### Short problem
Repeat the records below exactly, leaving out every picture.

* START *

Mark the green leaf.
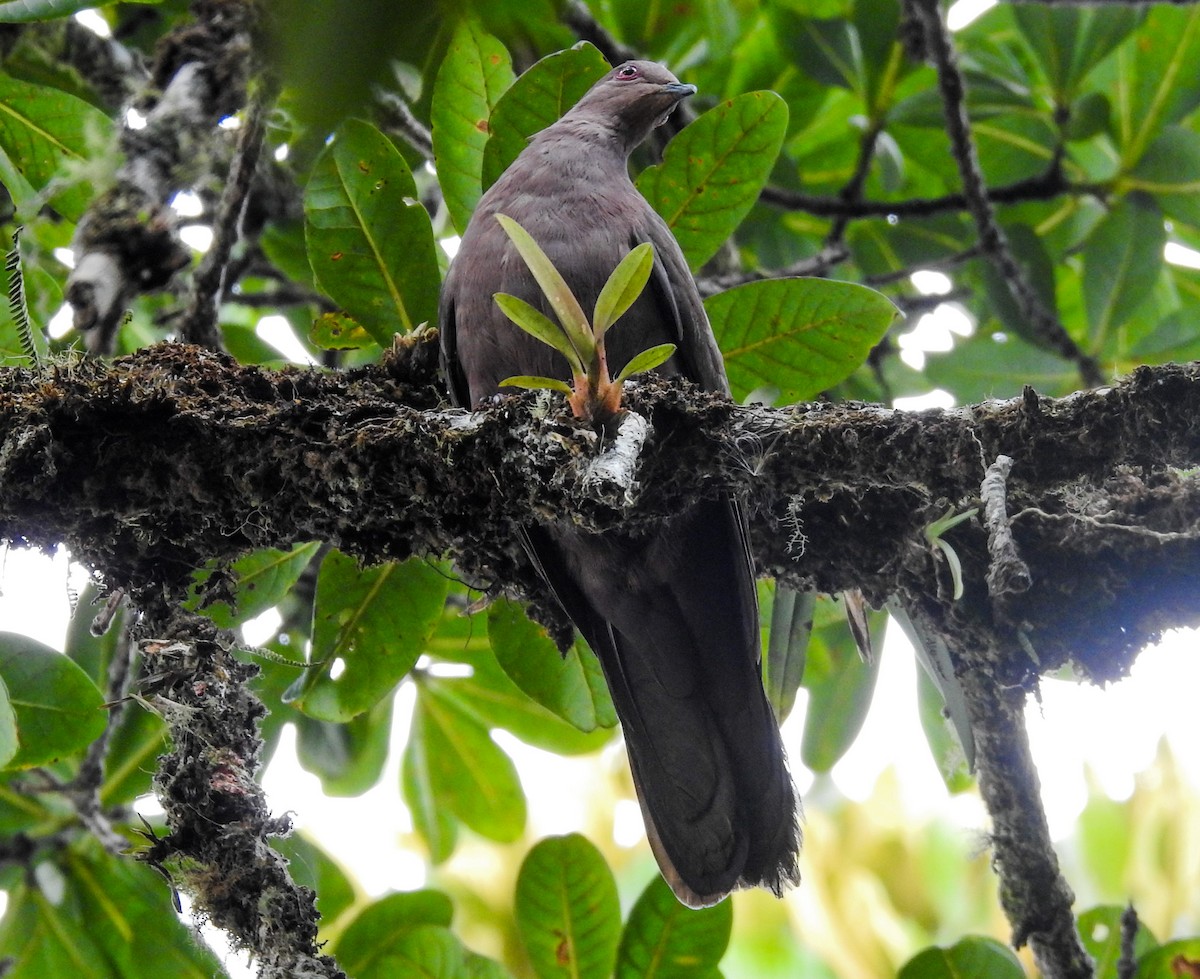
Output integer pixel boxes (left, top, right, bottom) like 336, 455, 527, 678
308, 312, 378, 350
1013, 4, 1142, 98
304, 119, 440, 347
0, 0, 162, 24
617, 875, 733, 979
1098, 5, 1200, 168
445, 643, 616, 755
1082, 194, 1166, 349
413, 678, 526, 843
100, 703, 167, 806
704, 278, 896, 403
492, 293, 587, 371
295, 697, 392, 797
637, 91, 787, 271
487, 600, 617, 731
592, 241, 654, 340
334, 890, 454, 979
189, 541, 320, 629
896, 936, 1025, 979
1129, 126, 1200, 227
1135, 938, 1200, 979
980, 224, 1058, 347
1079, 905, 1158, 979
763, 584, 817, 723
430, 19, 514, 234
0, 677, 20, 768
614, 343, 676, 384
925, 330, 1079, 404
496, 214, 595, 364
400, 701, 458, 866
0, 72, 113, 221
499, 374, 571, 395
800, 602, 882, 771
773, 13, 865, 98
293, 551, 448, 721
0, 632, 104, 768
484, 41, 611, 190
515, 833, 620, 979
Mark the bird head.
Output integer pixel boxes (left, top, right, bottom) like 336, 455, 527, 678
569, 61, 696, 150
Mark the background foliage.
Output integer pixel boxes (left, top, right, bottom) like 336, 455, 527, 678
0, 0, 1200, 979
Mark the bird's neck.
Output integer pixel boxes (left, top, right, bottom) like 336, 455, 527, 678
533, 114, 632, 163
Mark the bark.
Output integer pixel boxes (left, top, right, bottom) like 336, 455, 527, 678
0, 334, 1200, 683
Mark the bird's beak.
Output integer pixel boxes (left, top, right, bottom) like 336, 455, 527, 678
662, 82, 696, 98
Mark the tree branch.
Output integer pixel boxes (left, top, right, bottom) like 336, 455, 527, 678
910, 0, 1104, 386
758, 167, 1104, 218
66, 0, 253, 353
179, 84, 275, 349
139, 602, 346, 979
0, 343, 1200, 680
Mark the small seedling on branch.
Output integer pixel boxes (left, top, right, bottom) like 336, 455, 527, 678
494, 214, 676, 422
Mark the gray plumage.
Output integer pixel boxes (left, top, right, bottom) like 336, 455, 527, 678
439, 61, 799, 906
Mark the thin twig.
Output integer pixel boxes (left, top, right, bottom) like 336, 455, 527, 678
696, 245, 850, 296
911, 0, 1104, 386
979, 456, 1033, 601
179, 83, 275, 349
374, 88, 433, 160
824, 121, 883, 248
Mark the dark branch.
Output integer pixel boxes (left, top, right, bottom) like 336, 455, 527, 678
374, 89, 433, 160
179, 80, 274, 349
910, 0, 1104, 386
758, 167, 1104, 218
66, 2, 253, 353
952, 628, 1096, 979
139, 603, 346, 979
0, 337, 1200, 679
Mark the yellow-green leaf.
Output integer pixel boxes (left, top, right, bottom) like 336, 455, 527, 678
592, 241, 654, 340
616, 343, 676, 384
496, 214, 595, 364
493, 293, 584, 374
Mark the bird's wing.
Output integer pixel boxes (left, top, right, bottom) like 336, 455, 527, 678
632, 215, 730, 395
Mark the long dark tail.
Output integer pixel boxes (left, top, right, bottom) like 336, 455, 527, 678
529, 500, 800, 907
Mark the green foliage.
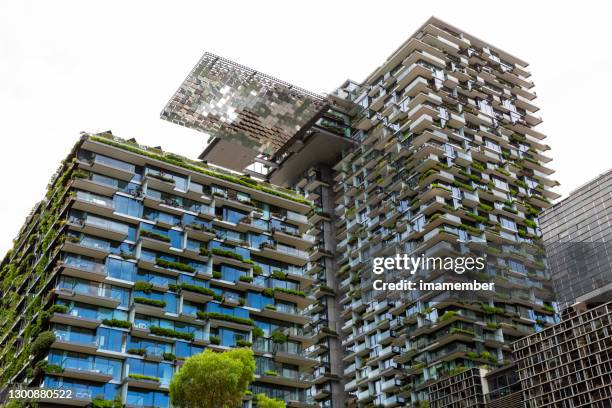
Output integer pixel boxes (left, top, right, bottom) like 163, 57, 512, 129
128, 373, 159, 382
140, 230, 170, 242
91, 397, 123, 408
255, 394, 286, 408
170, 348, 255, 408
102, 319, 132, 329
149, 326, 195, 340
236, 339, 253, 347
270, 330, 288, 344
30, 331, 55, 359
197, 312, 255, 326
134, 281, 153, 293
270, 269, 287, 280
155, 258, 195, 273
134, 297, 166, 307
211, 248, 245, 262
178, 283, 215, 296
253, 326, 264, 339
274, 288, 306, 297
451, 327, 476, 336
438, 310, 459, 322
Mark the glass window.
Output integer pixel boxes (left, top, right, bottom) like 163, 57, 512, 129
114, 194, 142, 218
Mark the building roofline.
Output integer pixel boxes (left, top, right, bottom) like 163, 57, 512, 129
361, 16, 529, 84
542, 169, 612, 217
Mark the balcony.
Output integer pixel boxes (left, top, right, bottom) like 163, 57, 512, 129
54, 284, 121, 309
89, 154, 136, 181
259, 242, 308, 266
59, 256, 106, 282
37, 387, 93, 407
68, 215, 129, 241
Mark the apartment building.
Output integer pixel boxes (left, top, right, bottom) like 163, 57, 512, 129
0, 133, 316, 407
0, 18, 558, 408
162, 18, 558, 407
540, 170, 612, 309
513, 294, 612, 408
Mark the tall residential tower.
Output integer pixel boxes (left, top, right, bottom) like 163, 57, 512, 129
0, 18, 558, 408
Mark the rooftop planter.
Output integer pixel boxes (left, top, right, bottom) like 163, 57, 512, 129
102, 319, 132, 329
155, 258, 195, 273
127, 348, 147, 356
91, 136, 312, 206
197, 312, 255, 326
134, 297, 166, 308
274, 288, 306, 297
149, 326, 195, 340
128, 373, 159, 382
140, 230, 170, 242
211, 248, 245, 262
236, 340, 253, 347
170, 283, 215, 296
134, 281, 153, 294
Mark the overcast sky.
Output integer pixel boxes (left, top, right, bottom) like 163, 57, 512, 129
0, 0, 612, 254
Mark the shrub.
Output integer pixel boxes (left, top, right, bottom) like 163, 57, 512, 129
197, 312, 255, 326
30, 331, 55, 359
252, 265, 263, 276
149, 326, 195, 340
253, 326, 264, 339
134, 297, 166, 307
163, 353, 176, 361
439, 310, 459, 322
451, 327, 476, 336
236, 339, 253, 347
211, 248, 244, 262
155, 258, 195, 273
134, 281, 153, 293
274, 288, 306, 297
179, 283, 215, 296
47, 305, 68, 316
128, 373, 159, 382
102, 319, 132, 329
140, 230, 170, 242
270, 269, 287, 280
270, 330, 288, 344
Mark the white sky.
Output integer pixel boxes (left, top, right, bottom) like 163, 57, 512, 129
0, 0, 612, 256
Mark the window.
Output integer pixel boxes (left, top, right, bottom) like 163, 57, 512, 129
114, 194, 142, 218
97, 327, 125, 351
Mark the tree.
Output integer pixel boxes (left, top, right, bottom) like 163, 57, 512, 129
170, 348, 255, 408
256, 394, 286, 408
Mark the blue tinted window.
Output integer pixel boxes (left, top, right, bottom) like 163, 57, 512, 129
115, 195, 142, 217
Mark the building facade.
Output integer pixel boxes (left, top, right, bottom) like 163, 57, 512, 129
540, 170, 612, 308
0, 134, 316, 407
0, 18, 558, 408
513, 302, 612, 408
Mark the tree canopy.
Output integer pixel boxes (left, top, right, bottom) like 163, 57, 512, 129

* END *

### Solved exercise
Mark the green leaf.
Output integer pixel boxes (left, top, right, bottom) like 336, 455, 527, 678
308, 312, 378, 350
1013, 4, 1142, 98
304, 119, 440, 347
0, 0, 162, 24
617, 875, 733, 979
1098, 5, 1200, 168
445, 643, 616, 755
1082, 194, 1166, 349
413, 678, 526, 843
100, 703, 167, 806
704, 278, 896, 403
492, 293, 587, 371
295, 697, 392, 797
637, 91, 787, 271
487, 600, 617, 731
592, 241, 654, 340
334, 890, 454, 979
189, 541, 320, 629
896, 936, 1025, 979
1129, 126, 1200, 227
1135, 938, 1200, 979
980, 224, 1058, 347
1079, 905, 1158, 979
763, 584, 817, 723
430, 19, 514, 234
0, 677, 20, 768
614, 343, 676, 384
925, 330, 1079, 404
496, 214, 595, 364
400, 701, 458, 866
0, 72, 113, 221
499, 374, 571, 395
800, 602, 882, 771
773, 13, 865, 98
293, 551, 448, 721
0, 632, 104, 768
484, 41, 611, 190
515, 833, 620, 979
Mark the bird head.
Output integer pixel boxes (left, top, right, bottom) like 336, 455, 527, 678
569, 61, 696, 150
Mark the background foliage.
Output integer pixel boxes (left, top, right, bottom) like 336, 455, 527, 678
0, 0, 1200, 979
Mark the bird's neck.
Output integer pixel boxes (left, top, right, bottom) like 336, 455, 527, 678
533, 114, 632, 163
Mark the bark.
Output integer pixel boxes (left, top, right, bottom) like 336, 455, 527, 678
0, 334, 1200, 683
Mark the bird's beak.
Output integer pixel boxes (left, top, right, bottom) like 336, 455, 527, 678
662, 82, 696, 98
Mark the tree branch.
Output integer pixel boxes (left, top, right, bottom) like 336, 455, 527, 678
910, 0, 1104, 386
758, 167, 1104, 218
66, 0, 253, 353
179, 84, 275, 349
139, 602, 346, 979
0, 343, 1200, 680
Mark the small seedling on branch.
Output integer pixel boxes (left, top, right, bottom) like 336, 455, 527, 678
494, 214, 676, 422
Mark the gray plumage.
Output integer pixel boxes (left, top, right, bottom) like 336, 455, 527, 678
439, 61, 799, 906
Mark the thin twig.
Output integer pixel boxes (left, top, right, bottom) like 336, 455, 527, 678
696, 245, 850, 296
911, 0, 1104, 386
979, 456, 1033, 601
179, 83, 275, 349
374, 88, 433, 160
824, 121, 883, 248
Mark the dark branch.
Output integer pixel boxes (left, top, right, bottom) like 336, 455, 527, 678
374, 89, 433, 160
179, 80, 274, 349
910, 0, 1104, 386
758, 167, 1104, 218
66, 2, 253, 353
952, 628, 1096, 979
139, 603, 346, 979
0, 337, 1200, 679
Mark the yellow-green leaf.
Output integer pixel boxes (left, top, right, bottom) like 336, 455, 527, 678
592, 241, 654, 340
616, 343, 676, 384
496, 214, 595, 364
493, 293, 584, 374
Mark the bird's wing.
Output integer pixel boxes (left, top, right, bottom) like 336, 455, 527, 678
632, 215, 730, 395
Mark the long dark tail.
Output integer pixel boxes (left, top, right, bottom) like 336, 455, 527, 678
529, 500, 800, 907
Mark the green foliage.
Output integer pixel boxes (left, top, right, bottom) like 163, 57, 512, 129
128, 373, 159, 382
140, 230, 170, 242
91, 397, 123, 408
255, 394, 286, 408
170, 348, 255, 408
102, 319, 132, 329
149, 326, 195, 340
236, 339, 253, 347
270, 330, 288, 344
30, 331, 55, 359
197, 312, 255, 326
134, 281, 153, 293
270, 269, 287, 280
155, 258, 195, 273
134, 297, 166, 307
211, 248, 245, 262
178, 283, 215, 296
253, 326, 264, 339
274, 288, 306, 297
451, 327, 476, 336
438, 310, 459, 322
Mark the glass window.
Output integer pixel boxes (left, top, right, bottom) like 163, 57, 512, 129
114, 194, 142, 218
Mark the building roofline.
Output integer pixel boxes (left, top, right, bottom) like 163, 57, 512, 129
361, 16, 529, 84
542, 169, 612, 217
Mark the balcony.
Output integer pixel boxes (left, top, right, bottom) like 163, 57, 512, 129
54, 284, 121, 309
89, 154, 136, 181
259, 242, 308, 266
59, 256, 106, 282
37, 387, 93, 407
68, 215, 129, 241
Mark the apartment building.
Output integer pixel boxes (left, top, right, bottom) like 163, 57, 512, 129
0, 133, 316, 407
0, 18, 558, 408
162, 18, 558, 407
540, 170, 612, 309
513, 294, 612, 408
Mark the tall residential tower.
Output integer pixel boxes (left, top, right, bottom) like 163, 57, 512, 129
0, 18, 558, 408
Mark the rooftop planter.
Output integer pixel boxes (left, top, right, bottom) like 163, 57, 512, 129
102, 319, 132, 329
155, 258, 195, 273
127, 348, 147, 356
91, 136, 312, 206
197, 312, 255, 326
134, 297, 166, 308
274, 288, 306, 297
149, 326, 195, 340
128, 373, 159, 382
140, 230, 170, 242
211, 248, 245, 262
236, 340, 253, 347
170, 283, 215, 296
134, 281, 153, 294
Mark the overcast sky.
Output integer pixel boxes (left, top, right, bottom) like 163, 57, 512, 129
0, 0, 612, 254
Mark the shrub.
Output integer pixel boxes (left, top, right, bottom) like 163, 57, 512, 129
197, 312, 255, 326
30, 331, 55, 359
252, 265, 263, 276
149, 326, 195, 340
253, 326, 264, 339
134, 297, 166, 307
163, 353, 176, 361
439, 310, 459, 322
451, 327, 476, 336
236, 339, 253, 347
211, 248, 244, 262
155, 258, 195, 273
134, 281, 153, 293
274, 288, 306, 297
179, 283, 215, 296
47, 305, 68, 316
128, 373, 159, 382
102, 319, 132, 329
140, 230, 170, 242
270, 269, 287, 280
270, 330, 288, 344
Mark the white sky.
Output integer pixel boxes (left, top, right, bottom) like 163, 57, 512, 129
0, 0, 612, 256
Mark the window.
Output integer pixel boxes (left, top, right, bottom) like 163, 57, 512, 129
114, 194, 142, 218
97, 327, 125, 351
Mark the tree.
Output integer pixel boxes (left, top, right, bottom) like 163, 57, 512, 129
170, 348, 255, 408
256, 394, 286, 408
Mark the blue tinted window.
Output integer pixel boxes (left, top, right, bottom) like 163, 57, 512, 129
115, 195, 142, 217
Mark the building facade.
Output integer pixel boxes (left, top, right, bottom) like 163, 57, 512, 129
540, 170, 612, 308
0, 134, 316, 407
0, 18, 558, 408
513, 302, 612, 408
Mark the tree canopy.
Output integer pixel boxes (left, top, right, bottom) like 163, 57, 512, 129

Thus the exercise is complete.